**EXERCISES TO COMPLETE**:
A – Set down the passage on photography competitions word for word, between "Clearly this is" and "the festival line-up.", inclusive.
B – List each distinct contraction in the passage on photography competitions, giving each one only once.
C – Extend the passage on photography competitions, starting after its last sentence.

Unfortunately this is a much more common occurrence than you might think. Worse still, it’s a problem you will only find out about once it’s too late. Of course, if you’ve won, you’ll likely be notified by somebody in the end. But perhaps you might have liked to make use of this great opportunity for promotion to tell other people that you’re among the finalists – ideally before the overall winner is announced.

  • Nepotism

Occasionally there are awards where an international call for entries is made; hundreds, if not thousands, of emerging photographers from all over the globe pay their fees and nervously send in their work hoping to be selected; but in actual fact the winner had already been decided by the jury long before applications even opened to the public.

Clearly this is extremely unfair to those who’ve gone to the effort to enter a photography competition they can never actually win. And if the applicants have also had to pay money in order to enter, then it really is one of the more disgusting tricks you could ever pull on emerging photographers.

I’m guessing this scenario occurs fairly often. However, the only time I know of it happening for sure, it was actually a little more complex than merely corruption and nepotism on the part of the competition organizers. Indeed, in this case – a photography award connected to an international festival –  it was done because a photographer had earlier been invited to exhibit during the festival, but all the exhibition spaces and funding had already been allocated. Fixing the award was the only way that the curators could find to include the photographer in the festival line-up.

**GIVEN INFORMATION**:
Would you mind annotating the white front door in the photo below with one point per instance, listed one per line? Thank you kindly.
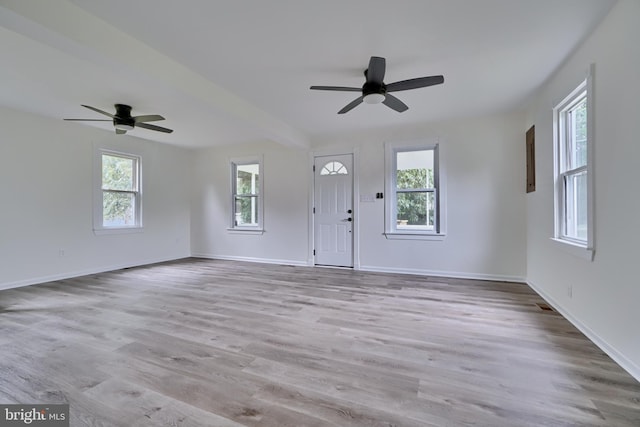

**SOLVED TASKS**:
A –
Clearly this is extremely unfair to those who’ve gone to the effort to enter a photography competition they can never actually win. And if the applicants have also had to pay money in order to enter, then it really is one of the more disgusting tricks you could ever pull on emerging photographers.

I’m guessing this scenario occurs fairly often. However, the only time I know of it happening for sure, it was actually a little more complex than merely corruption and nepotism on the part of the competition organizers. Indeed, in this case – a photography award connected to an international festival –  it was done because a photographer had earlier been invited to exhibit during the festival, but all the exhibition spaces and funding had already been allocated. Fixing the award was the only way that the curators could find to include the photographer in the festival line-up.

B –
it’s
you’ve
you’ll
you’re
who’ve
I’m

C –
Not that this in any way excuses what is clearly a totally unethical practice, but I mention it more in case some of you reading this are going “no way would that ever happen.” It can, and it does. Very depressing.

  • Bureaucracy

It’s important to bear in mind that not all photography awards work in the same way.

Those that are more specifically geared towards photojournalists – for example the World Press Photo Awards, or Getty’s grants – will tend to be judged by a group of well-known and respected photographers and editors at the top of the industry.

While there’s always the risk of nepotism here (for example, the award that goes to a photographer who just so happens to be a prominent jury member’s lover), at least you can be fairly certain that those making the important decisions actually know a thing or two about photography. You may not share the same tastes as all those on the jury, but as they are highly regarded photography industry professionals, at least you can’t accuse them of not knowing their Abbas from their Erwit.

There are other types of award though that tend to be more institutional: run by obscure foundations or government-funded cultural bodies. Some of these may be specifically pitched towards photographers, but many are non-media-specific awards for the arts in general that are nonetheless also open to those working in photography.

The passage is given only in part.